Data to process:
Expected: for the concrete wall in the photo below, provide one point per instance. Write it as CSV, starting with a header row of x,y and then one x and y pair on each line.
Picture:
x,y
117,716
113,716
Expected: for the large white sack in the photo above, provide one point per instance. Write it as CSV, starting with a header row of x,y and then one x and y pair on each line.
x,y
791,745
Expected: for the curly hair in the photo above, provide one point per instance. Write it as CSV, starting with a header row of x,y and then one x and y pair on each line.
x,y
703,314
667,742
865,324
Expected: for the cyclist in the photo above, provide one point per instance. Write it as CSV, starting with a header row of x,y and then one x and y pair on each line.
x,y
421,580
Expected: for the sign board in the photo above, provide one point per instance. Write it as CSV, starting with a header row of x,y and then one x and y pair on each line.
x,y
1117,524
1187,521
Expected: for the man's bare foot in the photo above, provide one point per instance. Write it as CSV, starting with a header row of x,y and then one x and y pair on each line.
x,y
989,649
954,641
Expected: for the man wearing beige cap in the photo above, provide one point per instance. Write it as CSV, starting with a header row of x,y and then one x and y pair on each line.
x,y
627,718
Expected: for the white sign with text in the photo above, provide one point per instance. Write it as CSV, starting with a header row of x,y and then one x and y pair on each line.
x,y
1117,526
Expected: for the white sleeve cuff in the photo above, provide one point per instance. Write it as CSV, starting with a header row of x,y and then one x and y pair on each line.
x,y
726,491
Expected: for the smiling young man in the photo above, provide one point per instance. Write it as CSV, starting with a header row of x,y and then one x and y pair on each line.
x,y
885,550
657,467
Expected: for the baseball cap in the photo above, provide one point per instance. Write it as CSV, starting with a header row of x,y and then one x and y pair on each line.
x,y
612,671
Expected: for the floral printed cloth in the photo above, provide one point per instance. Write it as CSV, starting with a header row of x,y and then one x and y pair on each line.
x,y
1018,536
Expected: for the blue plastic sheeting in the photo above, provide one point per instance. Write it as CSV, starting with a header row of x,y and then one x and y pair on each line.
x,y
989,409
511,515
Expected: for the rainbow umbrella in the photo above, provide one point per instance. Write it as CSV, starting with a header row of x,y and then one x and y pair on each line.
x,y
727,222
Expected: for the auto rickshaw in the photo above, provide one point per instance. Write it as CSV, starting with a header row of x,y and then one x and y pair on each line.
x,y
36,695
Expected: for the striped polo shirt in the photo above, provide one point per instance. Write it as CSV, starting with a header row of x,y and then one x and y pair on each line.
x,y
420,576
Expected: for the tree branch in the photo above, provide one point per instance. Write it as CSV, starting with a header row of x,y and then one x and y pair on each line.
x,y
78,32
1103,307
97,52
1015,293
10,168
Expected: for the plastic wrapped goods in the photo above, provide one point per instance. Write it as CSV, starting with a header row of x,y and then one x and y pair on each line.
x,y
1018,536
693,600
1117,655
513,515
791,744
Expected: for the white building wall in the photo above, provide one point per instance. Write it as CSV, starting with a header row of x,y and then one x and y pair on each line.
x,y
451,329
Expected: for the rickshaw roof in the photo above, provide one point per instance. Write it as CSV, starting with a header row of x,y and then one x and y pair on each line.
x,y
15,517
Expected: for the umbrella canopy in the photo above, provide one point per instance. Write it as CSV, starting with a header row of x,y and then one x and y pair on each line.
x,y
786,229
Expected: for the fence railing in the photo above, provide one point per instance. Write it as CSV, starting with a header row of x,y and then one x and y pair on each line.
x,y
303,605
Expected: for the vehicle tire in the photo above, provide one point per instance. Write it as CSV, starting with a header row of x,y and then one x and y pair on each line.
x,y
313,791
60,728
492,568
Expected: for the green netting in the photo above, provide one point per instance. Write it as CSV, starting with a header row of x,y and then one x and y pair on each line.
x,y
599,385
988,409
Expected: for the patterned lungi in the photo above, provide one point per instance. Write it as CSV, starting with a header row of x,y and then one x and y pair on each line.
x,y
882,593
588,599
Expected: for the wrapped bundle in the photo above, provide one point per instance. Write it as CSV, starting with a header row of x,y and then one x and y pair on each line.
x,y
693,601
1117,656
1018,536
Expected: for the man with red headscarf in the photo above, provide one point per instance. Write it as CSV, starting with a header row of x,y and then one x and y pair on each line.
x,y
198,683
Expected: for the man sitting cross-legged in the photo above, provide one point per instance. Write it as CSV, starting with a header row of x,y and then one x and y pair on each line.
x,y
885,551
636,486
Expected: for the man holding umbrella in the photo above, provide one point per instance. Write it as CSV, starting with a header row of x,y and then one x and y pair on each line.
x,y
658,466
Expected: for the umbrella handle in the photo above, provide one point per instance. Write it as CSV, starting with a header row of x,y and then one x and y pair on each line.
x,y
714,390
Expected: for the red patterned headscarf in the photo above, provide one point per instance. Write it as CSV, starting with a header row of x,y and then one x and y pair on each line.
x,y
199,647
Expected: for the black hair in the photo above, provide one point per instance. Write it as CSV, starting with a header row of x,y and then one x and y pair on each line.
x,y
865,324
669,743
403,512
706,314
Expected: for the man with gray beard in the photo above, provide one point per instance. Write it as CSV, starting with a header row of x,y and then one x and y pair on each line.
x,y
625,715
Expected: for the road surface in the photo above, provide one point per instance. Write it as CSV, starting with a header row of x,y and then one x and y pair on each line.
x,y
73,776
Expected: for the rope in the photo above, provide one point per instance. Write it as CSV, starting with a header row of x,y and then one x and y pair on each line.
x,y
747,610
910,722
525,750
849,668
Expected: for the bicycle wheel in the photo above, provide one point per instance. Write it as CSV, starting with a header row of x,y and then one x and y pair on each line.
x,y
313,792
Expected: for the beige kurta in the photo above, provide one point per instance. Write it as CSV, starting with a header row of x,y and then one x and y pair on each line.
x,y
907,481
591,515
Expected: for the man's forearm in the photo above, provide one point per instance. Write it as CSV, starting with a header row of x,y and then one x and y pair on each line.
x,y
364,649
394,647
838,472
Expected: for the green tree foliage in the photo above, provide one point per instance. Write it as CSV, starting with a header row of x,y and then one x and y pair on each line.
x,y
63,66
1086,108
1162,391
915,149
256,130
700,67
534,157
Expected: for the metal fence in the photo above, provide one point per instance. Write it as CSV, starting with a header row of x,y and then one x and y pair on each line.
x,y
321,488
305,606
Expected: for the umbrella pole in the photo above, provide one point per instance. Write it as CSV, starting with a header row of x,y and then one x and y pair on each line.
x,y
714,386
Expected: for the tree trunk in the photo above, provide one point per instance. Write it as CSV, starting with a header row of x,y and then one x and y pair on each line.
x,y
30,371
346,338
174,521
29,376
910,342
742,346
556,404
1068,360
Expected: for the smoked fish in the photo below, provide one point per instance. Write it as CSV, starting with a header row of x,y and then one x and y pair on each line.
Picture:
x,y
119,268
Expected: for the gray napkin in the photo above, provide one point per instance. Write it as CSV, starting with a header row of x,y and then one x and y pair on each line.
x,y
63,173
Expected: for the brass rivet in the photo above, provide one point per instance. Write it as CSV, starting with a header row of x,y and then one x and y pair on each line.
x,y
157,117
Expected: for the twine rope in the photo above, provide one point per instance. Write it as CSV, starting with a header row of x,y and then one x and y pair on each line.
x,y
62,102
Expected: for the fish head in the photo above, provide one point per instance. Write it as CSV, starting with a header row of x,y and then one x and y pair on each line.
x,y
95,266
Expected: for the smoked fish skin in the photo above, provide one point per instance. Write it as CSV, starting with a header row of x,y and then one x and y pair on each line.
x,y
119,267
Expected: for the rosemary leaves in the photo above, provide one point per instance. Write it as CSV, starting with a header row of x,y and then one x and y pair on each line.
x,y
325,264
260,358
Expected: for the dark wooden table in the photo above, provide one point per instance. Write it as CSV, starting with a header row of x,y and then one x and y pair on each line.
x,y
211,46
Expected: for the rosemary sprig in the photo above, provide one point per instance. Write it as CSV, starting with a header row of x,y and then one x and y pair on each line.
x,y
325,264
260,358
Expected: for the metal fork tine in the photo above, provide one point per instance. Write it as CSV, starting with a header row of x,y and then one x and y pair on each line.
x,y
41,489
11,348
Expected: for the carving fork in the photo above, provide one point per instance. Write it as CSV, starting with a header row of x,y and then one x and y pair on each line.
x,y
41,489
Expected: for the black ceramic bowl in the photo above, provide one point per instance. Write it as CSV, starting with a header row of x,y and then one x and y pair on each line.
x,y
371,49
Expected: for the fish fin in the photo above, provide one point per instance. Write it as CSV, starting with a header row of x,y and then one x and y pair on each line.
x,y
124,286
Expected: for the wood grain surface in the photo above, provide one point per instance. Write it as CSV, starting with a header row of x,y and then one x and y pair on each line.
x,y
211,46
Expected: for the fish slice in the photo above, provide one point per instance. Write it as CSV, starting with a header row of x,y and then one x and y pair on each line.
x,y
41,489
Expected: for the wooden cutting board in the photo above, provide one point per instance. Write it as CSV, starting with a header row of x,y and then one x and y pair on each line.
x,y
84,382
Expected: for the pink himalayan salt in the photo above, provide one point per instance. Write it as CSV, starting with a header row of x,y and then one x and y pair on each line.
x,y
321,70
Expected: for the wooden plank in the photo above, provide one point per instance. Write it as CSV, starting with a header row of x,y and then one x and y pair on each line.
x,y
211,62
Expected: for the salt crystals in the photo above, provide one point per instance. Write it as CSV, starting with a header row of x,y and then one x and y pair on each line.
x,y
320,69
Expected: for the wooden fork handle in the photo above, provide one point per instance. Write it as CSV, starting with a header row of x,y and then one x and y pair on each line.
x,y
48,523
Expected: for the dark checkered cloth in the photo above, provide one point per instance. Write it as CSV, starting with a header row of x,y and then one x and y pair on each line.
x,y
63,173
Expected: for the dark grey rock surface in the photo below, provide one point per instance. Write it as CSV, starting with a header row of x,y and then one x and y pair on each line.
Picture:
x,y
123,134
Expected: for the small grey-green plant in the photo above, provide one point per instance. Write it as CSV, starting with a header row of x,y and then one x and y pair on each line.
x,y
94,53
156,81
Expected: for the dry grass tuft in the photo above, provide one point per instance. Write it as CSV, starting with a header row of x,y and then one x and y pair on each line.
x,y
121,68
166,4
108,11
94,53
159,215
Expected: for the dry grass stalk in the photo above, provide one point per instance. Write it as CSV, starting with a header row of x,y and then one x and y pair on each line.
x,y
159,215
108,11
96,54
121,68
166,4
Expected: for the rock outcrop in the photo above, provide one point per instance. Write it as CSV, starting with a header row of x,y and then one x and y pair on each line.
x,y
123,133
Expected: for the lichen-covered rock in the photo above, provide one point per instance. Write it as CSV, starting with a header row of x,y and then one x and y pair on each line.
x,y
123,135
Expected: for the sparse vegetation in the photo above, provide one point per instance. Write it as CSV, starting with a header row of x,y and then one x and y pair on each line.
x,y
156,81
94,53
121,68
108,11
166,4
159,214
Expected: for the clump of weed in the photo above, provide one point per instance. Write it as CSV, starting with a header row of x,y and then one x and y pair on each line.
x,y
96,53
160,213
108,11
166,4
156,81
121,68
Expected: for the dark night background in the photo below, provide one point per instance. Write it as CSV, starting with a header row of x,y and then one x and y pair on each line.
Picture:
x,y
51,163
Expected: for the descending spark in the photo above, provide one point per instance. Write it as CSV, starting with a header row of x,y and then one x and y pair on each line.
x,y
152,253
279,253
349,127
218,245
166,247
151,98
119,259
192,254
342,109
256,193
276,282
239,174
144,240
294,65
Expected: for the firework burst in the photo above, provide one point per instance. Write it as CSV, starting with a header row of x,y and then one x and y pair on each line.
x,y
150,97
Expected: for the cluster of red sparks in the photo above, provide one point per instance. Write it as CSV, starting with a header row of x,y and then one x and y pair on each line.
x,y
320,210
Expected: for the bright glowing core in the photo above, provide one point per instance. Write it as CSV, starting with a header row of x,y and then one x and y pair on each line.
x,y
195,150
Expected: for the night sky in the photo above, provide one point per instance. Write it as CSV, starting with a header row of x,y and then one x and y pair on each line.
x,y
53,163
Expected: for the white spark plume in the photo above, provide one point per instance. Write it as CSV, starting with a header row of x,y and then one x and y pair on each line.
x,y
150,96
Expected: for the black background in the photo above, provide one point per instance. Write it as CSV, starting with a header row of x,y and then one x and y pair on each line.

What to produce: Repeat only the stretch of lines that begins at the line containing "Expected: for the bright" and ends at the last line above, both included.

Response:
Expected: for the bright glowing core in the photo above, provide one point per instance. Write it as CSV, starting with a header row of x,y and then one x and y pair on each line.
x,y
195,150
Expected: for the night sky in the photo above, provide one point per instance. Write it as CSV, starting with a header row of x,y and then one x and y pair on each line.
x,y
53,163
Expected: for the white spark plume in the photo above, provide one point per instance. Write it as CSV, starting with a header row of x,y and then one x and y pair on each line.
x,y
150,96
Expected: for the black background in the photo above, provide one point per instance. Write it as CSV, starting with a header row of x,y and then one x and y pair on each line.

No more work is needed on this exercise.